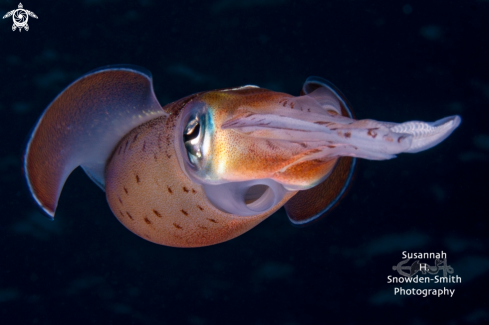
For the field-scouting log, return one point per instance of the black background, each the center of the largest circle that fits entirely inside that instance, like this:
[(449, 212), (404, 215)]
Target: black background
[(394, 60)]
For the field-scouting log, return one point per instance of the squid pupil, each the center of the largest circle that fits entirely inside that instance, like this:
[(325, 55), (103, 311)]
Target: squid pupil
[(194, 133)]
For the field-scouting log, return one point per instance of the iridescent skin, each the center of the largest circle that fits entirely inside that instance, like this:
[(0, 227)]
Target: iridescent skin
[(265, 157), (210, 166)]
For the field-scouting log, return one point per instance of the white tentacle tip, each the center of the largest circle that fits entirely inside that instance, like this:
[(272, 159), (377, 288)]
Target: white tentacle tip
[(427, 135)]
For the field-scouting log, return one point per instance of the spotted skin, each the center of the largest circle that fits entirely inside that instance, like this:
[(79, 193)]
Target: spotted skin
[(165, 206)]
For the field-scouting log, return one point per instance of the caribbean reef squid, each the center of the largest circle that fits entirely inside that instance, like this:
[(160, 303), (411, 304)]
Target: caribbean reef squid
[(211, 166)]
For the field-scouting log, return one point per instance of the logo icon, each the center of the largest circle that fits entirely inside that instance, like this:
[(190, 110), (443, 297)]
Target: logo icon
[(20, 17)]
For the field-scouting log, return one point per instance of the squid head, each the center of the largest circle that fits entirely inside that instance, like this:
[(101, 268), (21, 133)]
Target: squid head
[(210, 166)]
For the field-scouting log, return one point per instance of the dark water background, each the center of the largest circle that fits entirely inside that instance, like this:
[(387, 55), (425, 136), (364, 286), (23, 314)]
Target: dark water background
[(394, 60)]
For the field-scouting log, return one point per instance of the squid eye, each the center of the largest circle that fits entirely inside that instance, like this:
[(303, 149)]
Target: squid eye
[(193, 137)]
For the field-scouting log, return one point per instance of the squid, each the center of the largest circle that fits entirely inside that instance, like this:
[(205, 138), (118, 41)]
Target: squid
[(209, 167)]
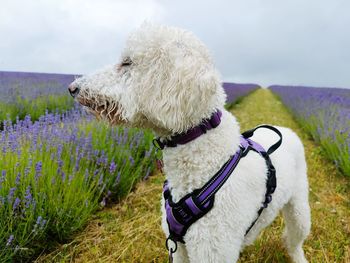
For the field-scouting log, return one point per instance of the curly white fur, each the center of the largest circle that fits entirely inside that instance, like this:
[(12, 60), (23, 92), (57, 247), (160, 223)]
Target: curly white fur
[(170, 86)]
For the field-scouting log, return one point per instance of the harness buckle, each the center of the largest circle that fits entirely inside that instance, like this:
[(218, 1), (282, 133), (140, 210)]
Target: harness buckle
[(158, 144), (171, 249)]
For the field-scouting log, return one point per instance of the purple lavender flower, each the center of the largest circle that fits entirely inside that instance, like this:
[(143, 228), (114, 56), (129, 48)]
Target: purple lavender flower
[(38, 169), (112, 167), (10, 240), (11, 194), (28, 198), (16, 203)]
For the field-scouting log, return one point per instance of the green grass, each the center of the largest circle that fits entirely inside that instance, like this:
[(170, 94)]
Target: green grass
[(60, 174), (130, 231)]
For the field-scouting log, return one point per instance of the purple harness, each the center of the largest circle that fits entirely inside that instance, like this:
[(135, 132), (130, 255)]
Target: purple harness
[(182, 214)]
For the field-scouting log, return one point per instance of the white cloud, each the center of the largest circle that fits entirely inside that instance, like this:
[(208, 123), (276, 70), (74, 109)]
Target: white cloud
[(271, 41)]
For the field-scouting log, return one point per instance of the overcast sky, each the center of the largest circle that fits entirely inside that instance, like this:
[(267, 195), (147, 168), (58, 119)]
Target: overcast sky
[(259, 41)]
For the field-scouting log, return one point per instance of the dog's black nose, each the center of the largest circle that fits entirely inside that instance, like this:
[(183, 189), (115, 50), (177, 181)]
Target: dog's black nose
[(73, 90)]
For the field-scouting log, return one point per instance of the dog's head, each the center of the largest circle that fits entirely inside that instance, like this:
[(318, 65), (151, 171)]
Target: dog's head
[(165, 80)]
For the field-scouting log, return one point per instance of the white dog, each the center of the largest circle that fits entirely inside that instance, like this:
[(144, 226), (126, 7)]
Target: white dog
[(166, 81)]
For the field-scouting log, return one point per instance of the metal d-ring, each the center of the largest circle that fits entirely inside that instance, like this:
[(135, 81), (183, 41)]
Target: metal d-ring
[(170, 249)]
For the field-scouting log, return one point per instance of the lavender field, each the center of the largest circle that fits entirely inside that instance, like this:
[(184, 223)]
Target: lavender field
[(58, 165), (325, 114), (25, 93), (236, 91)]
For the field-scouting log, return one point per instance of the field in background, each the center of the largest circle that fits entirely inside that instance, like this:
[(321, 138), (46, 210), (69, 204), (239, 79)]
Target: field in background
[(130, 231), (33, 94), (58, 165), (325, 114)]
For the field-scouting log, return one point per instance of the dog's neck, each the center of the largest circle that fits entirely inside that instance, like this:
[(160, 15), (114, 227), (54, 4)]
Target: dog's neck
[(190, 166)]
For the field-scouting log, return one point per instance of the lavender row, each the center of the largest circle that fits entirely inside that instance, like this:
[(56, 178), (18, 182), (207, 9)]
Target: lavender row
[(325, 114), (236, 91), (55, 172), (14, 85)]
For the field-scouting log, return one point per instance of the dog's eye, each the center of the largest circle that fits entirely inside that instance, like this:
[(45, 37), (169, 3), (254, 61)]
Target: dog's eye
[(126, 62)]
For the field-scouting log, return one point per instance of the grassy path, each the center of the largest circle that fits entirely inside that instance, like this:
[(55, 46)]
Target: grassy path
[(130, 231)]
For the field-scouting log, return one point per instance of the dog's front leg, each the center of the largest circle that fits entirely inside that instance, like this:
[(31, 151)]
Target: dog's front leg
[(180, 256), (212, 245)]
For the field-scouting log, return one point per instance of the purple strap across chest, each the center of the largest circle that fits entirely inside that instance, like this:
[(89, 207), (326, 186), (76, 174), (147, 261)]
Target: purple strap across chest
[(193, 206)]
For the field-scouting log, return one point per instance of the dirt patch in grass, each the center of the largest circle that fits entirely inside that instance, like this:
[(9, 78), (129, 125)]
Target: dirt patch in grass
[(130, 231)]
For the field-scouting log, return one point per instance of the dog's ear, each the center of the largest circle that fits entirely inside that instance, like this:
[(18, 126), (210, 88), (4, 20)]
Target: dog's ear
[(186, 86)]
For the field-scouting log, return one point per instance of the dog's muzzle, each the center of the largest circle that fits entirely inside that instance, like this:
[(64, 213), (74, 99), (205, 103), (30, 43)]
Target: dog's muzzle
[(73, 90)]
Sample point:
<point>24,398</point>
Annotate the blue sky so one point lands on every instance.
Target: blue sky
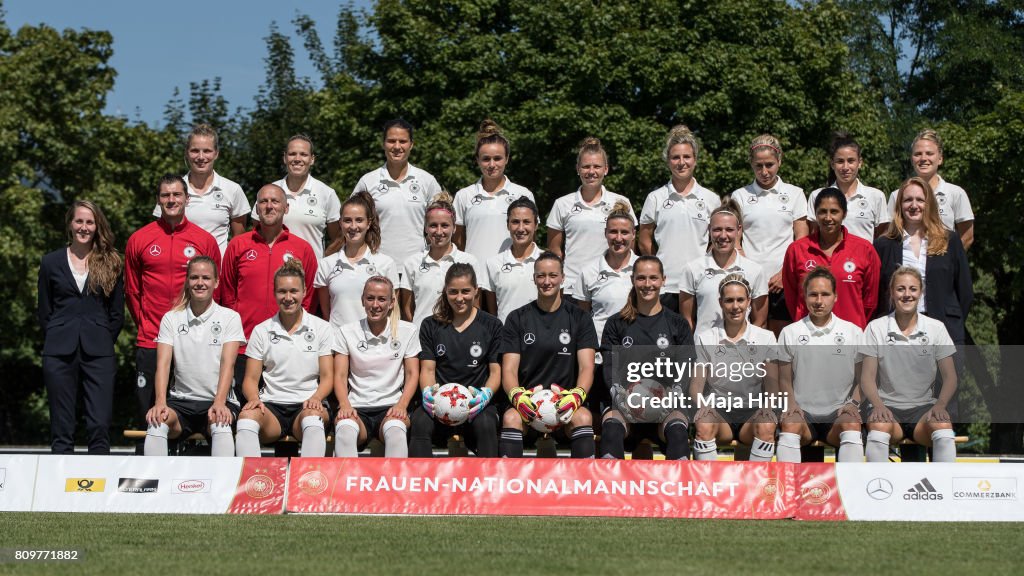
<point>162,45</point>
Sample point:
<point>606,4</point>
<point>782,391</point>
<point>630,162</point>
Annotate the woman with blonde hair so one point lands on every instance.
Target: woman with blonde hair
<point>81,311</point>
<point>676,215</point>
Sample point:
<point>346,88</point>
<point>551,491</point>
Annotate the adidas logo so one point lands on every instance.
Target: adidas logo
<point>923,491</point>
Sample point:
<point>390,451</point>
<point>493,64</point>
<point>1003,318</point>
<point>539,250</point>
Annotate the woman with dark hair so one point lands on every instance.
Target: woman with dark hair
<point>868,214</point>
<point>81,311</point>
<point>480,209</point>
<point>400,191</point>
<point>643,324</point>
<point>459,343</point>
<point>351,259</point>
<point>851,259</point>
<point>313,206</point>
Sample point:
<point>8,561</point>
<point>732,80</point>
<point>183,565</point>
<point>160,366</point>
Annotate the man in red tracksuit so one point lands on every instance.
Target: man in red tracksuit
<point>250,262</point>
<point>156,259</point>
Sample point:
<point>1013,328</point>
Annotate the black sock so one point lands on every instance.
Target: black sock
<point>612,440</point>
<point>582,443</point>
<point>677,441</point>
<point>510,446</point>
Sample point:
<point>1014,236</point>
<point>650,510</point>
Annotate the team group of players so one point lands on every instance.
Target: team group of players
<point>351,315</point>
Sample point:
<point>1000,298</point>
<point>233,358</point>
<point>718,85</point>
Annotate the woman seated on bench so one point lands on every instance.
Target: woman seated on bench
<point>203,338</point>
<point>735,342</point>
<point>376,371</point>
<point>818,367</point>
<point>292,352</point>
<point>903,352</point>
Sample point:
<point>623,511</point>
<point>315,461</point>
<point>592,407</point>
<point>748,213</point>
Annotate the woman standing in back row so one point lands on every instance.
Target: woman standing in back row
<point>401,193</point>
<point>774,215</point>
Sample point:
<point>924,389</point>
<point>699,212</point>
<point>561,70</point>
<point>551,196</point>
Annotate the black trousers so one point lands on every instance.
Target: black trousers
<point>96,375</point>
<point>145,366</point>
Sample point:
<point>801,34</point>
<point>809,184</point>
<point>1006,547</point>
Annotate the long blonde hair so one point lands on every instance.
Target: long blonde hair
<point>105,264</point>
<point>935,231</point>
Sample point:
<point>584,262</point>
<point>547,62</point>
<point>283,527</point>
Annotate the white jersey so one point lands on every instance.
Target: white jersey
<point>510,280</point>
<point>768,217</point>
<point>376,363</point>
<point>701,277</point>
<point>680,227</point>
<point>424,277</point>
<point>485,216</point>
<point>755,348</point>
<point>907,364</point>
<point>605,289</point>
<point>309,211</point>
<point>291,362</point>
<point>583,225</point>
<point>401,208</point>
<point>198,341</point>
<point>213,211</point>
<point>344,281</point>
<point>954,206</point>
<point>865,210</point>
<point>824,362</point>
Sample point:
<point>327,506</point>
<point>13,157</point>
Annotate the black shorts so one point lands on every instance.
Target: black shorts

..............................

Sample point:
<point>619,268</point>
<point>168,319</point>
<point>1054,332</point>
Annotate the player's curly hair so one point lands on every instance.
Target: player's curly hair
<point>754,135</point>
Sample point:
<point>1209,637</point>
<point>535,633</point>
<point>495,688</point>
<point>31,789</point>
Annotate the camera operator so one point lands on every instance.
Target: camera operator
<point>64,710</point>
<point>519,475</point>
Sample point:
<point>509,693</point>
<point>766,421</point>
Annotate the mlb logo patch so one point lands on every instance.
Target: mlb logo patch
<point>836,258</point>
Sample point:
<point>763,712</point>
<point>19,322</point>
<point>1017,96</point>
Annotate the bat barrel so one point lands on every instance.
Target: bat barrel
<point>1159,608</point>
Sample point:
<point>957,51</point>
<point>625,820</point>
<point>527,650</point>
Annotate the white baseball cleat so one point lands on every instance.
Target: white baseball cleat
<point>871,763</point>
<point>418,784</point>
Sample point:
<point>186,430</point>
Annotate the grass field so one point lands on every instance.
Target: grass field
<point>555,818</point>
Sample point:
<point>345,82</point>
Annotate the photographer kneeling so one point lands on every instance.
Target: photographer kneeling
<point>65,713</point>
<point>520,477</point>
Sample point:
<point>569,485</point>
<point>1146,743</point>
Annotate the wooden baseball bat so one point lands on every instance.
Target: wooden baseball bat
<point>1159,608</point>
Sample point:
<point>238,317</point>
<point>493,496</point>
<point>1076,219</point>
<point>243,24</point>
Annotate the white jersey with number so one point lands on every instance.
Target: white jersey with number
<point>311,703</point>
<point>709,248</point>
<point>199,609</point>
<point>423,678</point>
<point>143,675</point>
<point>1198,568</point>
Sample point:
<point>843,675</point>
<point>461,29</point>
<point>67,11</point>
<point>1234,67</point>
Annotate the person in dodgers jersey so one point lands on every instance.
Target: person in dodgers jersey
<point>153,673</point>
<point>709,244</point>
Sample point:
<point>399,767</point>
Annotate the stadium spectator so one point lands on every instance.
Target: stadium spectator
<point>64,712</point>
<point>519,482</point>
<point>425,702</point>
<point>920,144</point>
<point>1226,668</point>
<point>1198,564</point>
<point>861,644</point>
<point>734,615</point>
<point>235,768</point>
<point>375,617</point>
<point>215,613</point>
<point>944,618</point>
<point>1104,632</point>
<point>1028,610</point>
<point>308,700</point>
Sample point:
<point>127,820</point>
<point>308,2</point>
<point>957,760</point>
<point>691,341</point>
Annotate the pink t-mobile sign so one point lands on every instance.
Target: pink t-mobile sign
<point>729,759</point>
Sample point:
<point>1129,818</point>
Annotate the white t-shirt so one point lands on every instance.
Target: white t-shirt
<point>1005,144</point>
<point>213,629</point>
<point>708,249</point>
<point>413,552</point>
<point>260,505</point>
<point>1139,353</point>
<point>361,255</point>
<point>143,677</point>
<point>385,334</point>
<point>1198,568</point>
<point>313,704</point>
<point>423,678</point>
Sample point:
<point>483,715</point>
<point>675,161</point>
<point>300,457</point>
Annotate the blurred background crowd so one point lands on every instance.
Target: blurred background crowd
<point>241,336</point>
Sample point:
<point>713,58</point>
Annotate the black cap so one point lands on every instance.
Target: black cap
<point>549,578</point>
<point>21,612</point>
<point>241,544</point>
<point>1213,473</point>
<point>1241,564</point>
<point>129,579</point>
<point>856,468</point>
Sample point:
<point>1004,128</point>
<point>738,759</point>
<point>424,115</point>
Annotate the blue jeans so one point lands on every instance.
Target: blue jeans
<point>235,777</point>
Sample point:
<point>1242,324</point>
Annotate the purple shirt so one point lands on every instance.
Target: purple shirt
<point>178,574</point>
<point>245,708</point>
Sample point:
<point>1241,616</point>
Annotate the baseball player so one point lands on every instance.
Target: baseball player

..............................

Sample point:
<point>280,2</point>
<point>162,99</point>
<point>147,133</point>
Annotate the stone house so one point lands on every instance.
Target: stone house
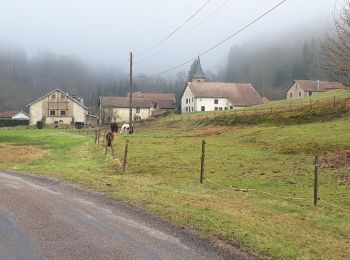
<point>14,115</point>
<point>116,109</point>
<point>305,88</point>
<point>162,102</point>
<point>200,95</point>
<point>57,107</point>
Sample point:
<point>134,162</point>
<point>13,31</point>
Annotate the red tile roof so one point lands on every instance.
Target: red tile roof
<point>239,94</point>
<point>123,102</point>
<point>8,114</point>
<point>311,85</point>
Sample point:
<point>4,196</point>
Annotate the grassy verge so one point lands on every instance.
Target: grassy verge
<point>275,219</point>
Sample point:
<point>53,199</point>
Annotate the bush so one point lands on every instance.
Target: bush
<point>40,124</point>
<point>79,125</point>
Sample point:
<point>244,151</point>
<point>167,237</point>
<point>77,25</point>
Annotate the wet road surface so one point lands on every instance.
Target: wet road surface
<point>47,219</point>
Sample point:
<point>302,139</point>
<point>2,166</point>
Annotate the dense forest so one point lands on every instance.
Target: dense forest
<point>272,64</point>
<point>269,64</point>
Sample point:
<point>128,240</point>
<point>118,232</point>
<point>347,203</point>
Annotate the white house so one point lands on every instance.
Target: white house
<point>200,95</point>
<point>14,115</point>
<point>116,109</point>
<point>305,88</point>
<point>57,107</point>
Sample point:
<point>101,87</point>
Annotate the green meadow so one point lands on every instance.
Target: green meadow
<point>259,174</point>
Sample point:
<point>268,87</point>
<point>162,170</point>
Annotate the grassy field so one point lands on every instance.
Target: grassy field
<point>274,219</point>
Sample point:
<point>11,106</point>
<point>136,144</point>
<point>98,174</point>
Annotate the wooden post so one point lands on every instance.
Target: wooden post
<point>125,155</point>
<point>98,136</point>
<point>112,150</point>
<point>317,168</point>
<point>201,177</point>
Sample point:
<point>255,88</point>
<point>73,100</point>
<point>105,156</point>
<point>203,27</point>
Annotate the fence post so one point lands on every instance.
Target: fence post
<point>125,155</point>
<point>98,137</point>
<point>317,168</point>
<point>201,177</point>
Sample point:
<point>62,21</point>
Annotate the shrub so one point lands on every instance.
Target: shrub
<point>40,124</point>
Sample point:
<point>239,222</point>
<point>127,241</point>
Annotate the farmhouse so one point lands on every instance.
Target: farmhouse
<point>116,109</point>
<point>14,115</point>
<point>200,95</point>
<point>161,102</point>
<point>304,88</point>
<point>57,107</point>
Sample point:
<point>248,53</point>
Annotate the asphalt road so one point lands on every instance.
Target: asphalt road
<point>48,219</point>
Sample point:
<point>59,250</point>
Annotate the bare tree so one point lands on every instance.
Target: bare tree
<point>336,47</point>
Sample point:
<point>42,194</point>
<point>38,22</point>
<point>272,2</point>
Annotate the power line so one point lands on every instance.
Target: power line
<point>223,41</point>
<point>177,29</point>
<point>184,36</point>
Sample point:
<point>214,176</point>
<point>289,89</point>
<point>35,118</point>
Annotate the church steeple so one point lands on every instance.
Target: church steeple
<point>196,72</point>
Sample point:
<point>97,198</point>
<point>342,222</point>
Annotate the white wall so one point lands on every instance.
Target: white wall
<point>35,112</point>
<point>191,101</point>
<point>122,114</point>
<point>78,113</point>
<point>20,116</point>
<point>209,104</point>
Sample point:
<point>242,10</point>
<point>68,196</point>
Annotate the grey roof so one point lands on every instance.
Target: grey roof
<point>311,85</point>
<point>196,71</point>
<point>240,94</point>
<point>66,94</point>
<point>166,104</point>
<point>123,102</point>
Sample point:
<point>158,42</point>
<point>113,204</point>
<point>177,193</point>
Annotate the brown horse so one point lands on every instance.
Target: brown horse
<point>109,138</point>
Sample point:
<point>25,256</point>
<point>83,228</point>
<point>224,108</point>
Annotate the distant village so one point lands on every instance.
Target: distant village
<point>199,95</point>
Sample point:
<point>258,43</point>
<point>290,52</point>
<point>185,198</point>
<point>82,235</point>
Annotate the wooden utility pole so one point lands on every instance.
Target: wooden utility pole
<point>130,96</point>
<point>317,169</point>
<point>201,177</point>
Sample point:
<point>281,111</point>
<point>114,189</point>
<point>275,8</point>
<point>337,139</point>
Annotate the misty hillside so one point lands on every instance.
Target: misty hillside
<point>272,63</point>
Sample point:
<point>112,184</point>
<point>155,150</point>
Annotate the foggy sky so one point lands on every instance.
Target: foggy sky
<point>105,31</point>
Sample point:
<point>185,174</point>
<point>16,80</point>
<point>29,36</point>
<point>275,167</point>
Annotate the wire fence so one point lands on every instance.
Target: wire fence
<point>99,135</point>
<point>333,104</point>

..............................

◆ ASSIGNED TASK
What are the lines above, starting at the one with "Target: blue jeans" and ending at the one with "Target: baseball player"? Give them again exactly, and only them.

◆ ANSWER TO THIS TASK
Target: blue jeans
<point>235,777</point>
Sample point:
<point>1242,324</point>
Annotate the purple shirt so one point lands on every instance.
Target: purple shirt
<point>178,574</point>
<point>245,708</point>
Sample point:
<point>1241,616</point>
Annotate the baseball player so one point lands on every instance.
Target: baseball player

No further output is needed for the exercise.